Copy each of the following items word for word, keeping every line as it stands.

--- Raw data ---

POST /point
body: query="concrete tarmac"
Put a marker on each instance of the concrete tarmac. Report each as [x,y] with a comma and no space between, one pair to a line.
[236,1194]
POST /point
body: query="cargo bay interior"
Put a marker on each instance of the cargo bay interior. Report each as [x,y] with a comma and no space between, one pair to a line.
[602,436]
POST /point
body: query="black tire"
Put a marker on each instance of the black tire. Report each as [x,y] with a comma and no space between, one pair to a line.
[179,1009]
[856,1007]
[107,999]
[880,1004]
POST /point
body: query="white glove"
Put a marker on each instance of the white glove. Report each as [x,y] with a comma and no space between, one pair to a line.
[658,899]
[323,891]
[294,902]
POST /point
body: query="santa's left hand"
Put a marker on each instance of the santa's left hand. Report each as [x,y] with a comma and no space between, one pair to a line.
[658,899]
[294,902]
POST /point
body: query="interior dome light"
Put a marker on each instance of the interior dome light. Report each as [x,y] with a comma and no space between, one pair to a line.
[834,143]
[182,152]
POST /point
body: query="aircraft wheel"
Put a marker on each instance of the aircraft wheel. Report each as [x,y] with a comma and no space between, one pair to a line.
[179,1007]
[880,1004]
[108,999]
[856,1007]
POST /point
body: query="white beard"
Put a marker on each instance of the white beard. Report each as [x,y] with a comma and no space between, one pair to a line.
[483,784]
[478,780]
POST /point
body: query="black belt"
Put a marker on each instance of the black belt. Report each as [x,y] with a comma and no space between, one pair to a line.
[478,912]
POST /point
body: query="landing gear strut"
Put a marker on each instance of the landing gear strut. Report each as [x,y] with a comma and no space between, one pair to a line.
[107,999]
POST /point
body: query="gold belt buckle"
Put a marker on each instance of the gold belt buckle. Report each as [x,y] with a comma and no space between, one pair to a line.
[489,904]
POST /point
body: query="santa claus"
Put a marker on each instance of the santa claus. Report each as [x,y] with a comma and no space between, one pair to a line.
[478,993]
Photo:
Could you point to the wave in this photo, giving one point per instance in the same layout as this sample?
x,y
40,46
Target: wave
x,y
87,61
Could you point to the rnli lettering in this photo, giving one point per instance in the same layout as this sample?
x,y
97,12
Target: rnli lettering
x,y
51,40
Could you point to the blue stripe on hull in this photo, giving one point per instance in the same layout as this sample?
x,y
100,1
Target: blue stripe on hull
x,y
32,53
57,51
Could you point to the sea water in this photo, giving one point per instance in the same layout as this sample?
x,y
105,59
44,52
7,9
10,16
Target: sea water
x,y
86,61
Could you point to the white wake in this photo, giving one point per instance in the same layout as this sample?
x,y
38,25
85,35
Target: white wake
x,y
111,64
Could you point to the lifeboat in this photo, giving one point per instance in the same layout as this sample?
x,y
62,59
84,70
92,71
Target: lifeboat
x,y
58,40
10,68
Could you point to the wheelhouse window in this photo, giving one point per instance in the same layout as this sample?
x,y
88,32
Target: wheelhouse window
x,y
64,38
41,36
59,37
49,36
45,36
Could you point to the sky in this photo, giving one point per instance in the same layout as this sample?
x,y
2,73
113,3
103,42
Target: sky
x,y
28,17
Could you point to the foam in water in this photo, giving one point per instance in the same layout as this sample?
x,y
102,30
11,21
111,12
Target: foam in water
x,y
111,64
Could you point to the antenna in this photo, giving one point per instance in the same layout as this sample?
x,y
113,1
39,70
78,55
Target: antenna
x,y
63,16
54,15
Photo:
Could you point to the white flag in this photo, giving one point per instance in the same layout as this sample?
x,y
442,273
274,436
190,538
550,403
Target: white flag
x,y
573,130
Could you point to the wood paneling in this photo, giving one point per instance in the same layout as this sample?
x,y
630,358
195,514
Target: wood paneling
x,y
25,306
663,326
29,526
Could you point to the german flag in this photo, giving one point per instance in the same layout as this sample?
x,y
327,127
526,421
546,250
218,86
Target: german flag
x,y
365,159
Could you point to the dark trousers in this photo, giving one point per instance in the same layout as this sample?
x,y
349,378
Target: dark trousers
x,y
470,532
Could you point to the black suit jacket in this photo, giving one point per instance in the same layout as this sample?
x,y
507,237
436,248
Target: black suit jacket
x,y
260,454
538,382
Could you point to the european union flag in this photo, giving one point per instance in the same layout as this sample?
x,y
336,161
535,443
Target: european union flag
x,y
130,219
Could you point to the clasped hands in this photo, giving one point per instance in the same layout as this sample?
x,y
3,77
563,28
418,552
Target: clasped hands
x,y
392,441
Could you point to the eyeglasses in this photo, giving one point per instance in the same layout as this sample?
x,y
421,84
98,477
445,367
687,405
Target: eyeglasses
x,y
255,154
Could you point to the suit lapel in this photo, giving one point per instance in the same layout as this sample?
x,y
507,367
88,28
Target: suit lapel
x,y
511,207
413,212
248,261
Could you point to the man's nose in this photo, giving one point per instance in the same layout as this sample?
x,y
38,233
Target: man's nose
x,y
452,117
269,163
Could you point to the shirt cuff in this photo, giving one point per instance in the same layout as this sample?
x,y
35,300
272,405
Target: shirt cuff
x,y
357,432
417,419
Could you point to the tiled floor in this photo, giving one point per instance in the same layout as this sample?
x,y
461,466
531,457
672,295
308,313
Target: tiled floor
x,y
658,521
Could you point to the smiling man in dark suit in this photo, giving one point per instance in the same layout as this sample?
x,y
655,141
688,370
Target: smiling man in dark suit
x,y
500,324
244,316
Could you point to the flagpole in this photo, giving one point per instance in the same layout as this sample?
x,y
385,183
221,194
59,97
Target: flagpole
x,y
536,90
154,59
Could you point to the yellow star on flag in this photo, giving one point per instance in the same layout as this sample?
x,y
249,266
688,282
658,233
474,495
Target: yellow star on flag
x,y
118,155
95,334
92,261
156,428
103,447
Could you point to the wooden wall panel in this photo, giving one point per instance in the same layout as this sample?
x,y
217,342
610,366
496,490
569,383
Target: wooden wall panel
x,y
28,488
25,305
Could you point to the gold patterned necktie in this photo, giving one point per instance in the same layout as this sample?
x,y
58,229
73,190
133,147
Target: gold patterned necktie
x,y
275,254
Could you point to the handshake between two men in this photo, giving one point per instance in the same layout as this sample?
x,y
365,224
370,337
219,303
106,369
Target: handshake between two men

---

## Correct response
POST /point
body: query="concrete tarmac"
Put a marker on each instance of the concrete tarmac. Report each as [x,y] with a comma and no space between, one pair to a line.
[236,1194]
POST /point
body: query="cargo bay interior"
Put a marker on each instance of the cargo bay interior. Report each as [x,y] with a comma and no space between, one pair to a line.
[602,436]
POST /point
body: query="black tire"
Put a marker on each instance of the black tire. Report each as [x,y] with a comma and no space between, one pair to a line.
[179,1009]
[856,1007]
[107,999]
[880,1004]
POST /point
body: query="white glove"
Put a marker on each instance of the white glove. Report each as [x,y] with a comma and no space between, one pair to a line.
[658,899]
[323,891]
[294,902]
POST /point
body: query="santa's left hand"
Put a marker on each instance of the santa's left hand. Report each as [x,y] with a comma and no space between, one pair to a line.
[658,899]
[294,902]
POST /point
body: query="interior dome light"
Put a marker on each instance of the interior dome light. Report each as [x,y] with a comma and no space between, one pair to a line.
[834,143]
[182,152]
POST /point
body: query="aircraft wheel"
Put a marker on each instance of the aircraft wheel. Report each as [x,y] with a comma and no space between, one pair to a line.
[179,1007]
[880,1004]
[108,999]
[856,1007]
POST /point
body: query="white beard"
Put a marker on each instance of the white beard. Report each as [x,y] with a comma and no space between, one pair to a line.
[483,784]
[478,780]
POST /point
body: query="black belt"
Put a marker on each instance of the black belt. Report each as [x,y] with a comma and no space between, one pair to a line.
[478,912]
POST /point
body: query="landing gear strut"
Put a marker on each instance of the landing gear strut. Report each as [x,y] with a comma and no space between, one pair to a line.
[107,999]
POST /point
body: query="gold belt buckle"
Put a marker on each instance of the gold belt buckle. Report each as [x,y] with a comma and no space between, one pair to a line.
[489,904]
POST /point
body: query="santa claus"
Put a marker on each instance of the santa claus. Report each as [x,y] with a comma and no space between, one pair to a line.
[478,993]
Photo:
Could you point to the wave in this photo, giving one point per instance in the same layout as this sample?
x,y
40,46
Target: wave
x,y
87,61
Could you point to the rnli lettering in this photo, giving one point per instance in the same layout as this sample?
x,y
97,12
Target: rnli lettering
x,y
51,40
Could you point to the blue stripe on hull in this photo, giving one point per instance in the same layout as this sample?
x,y
100,1
Target: blue stripe on hull
x,y
32,53
57,51
Could you point to the sea water in this photo, giving one point per instance in the same layout as this sample?
x,y
105,59
44,52
7,9
10,16
Target: sea water
x,y
86,61
Could you point to the white wake in this photo, giving one point per instance in the same layout as this sample?
x,y
38,25
85,35
Target: white wake
x,y
111,64
Could you point to the lifeboat in this photo, giving one point per instance in the same layout as this sample?
x,y
62,59
84,70
92,71
Target: lifeboat
x,y
58,40
10,68
Could you point to the wheelhouse window in this photo, giving one point per instance in the same layout as this sample?
x,y
88,32
Target: wheelhouse window
x,y
64,38
41,36
59,37
49,36
45,36
Could you point to the sky in this photo, giving one point per instance in the same layout as this sample?
x,y
2,73
113,3
103,42
Target: sky
x,y
28,17
Could you point to the foam in water in this photo, giving one point per instance in the same layout as this sample?
x,y
102,30
11,21
111,12
Target: foam in water
x,y
111,64
Could you point to the antenna in this photo, giving one point per instance in the same layout as this sample?
x,y
113,1
39,70
78,55
Target: antenna
x,y
63,16
54,15
Photo:
Could you point to the white flag in this photo, giving one point per instance in the same layout as this sample?
x,y
442,273
274,436
190,538
550,403
Target: white flag
x,y
573,130
Could you point to the wood paneling in this photo, giving one point per instance in the same layout as this sample?
x,y
630,358
195,514
Target: wood paneling
x,y
25,306
663,326
29,526
Could you point to the german flag in this photo, giving one point per instance in the same layout as this sample?
x,y
327,127
526,421
546,250
218,86
Target: german flag
x,y
365,159
Could you point to the dark trousers in this photo, giving one point per instance in the same layout as this sample?
x,y
349,378
Target: dark trousers
x,y
470,532
Could you point to the black suit jacket in this photo, giving one point per instance in the same layout as this sample?
x,y
507,237
436,248
Target: black suit jacket
x,y
260,454
538,382
Could you point to the european union flag in this photo, giving one point per instance in the same layout as this sample?
x,y
336,161
535,443
Target: european union flag
x,y
130,219
Could you point to the clasped hands in this photo, giving one point per instance in the same layout as this sample?
x,y
3,77
563,28
418,552
Target: clasped hands
x,y
392,441
Could you point to the eyeglasses in this photo, giving one point per instance in the same layout as this sample?
x,y
421,84
98,477
445,367
687,405
Target: eyeglasses
x,y
255,154
Could you point to the suit lapel in this photo, giving one point per instance in the same layout as this sample?
x,y
507,367
88,28
Target: suit lapel
x,y
511,207
413,212
248,261
Could you point to the man's nose in this photo, giving one point per instance in the same layout as this sample?
x,y
38,233
Target: man's nose
x,y
452,117
269,163
Could you point to the shirt cuff in this photo, giving one point per instance in the same layout as this sample?
x,y
35,300
272,405
Target: shirt cuff
x,y
357,432
417,419
Could you point to the tiled floor in this photo, giving one point per instance in the same layout as this sample?
x,y
461,466
531,457
672,295
308,313
Target: tiled floor
x,y
658,521
Could you point to the smiling man in dark suit in this photo, giving one point per instance in the same layout as this sample?
x,y
655,141
688,370
Target: smiling man in dark suit
x,y
500,324
244,316
Could you point to the flagpole in this photo, giving one point per instance in the same layout as this sample?
x,y
385,183
221,194
59,97
Target: flagpole
x,y
536,90
154,59
Could you point to the yellow star on flag in this photo, giving one point per instance in the same layout as this sample?
x,y
249,266
688,282
658,233
474,495
Target: yellow star on flag
x,y
118,155
95,334
92,261
156,428
103,447
Could you point to the wooden wall panel in this photo, giving one point per instance in the same layout as this sample?
x,y
217,342
610,366
496,490
569,383
Target: wooden wall panel
x,y
28,488
25,305
Could you point to the gold patterned necktie in this photo, giving one point per instance in the same layout as this sample?
x,y
58,229
73,190
133,147
Target: gold patterned necktie
x,y
275,254
Could you point to the handshake between two men in this photo, giving one point per instance in the same layout as this sample?
x,y
365,224
370,337
219,303
106,369
Target: handshake between two men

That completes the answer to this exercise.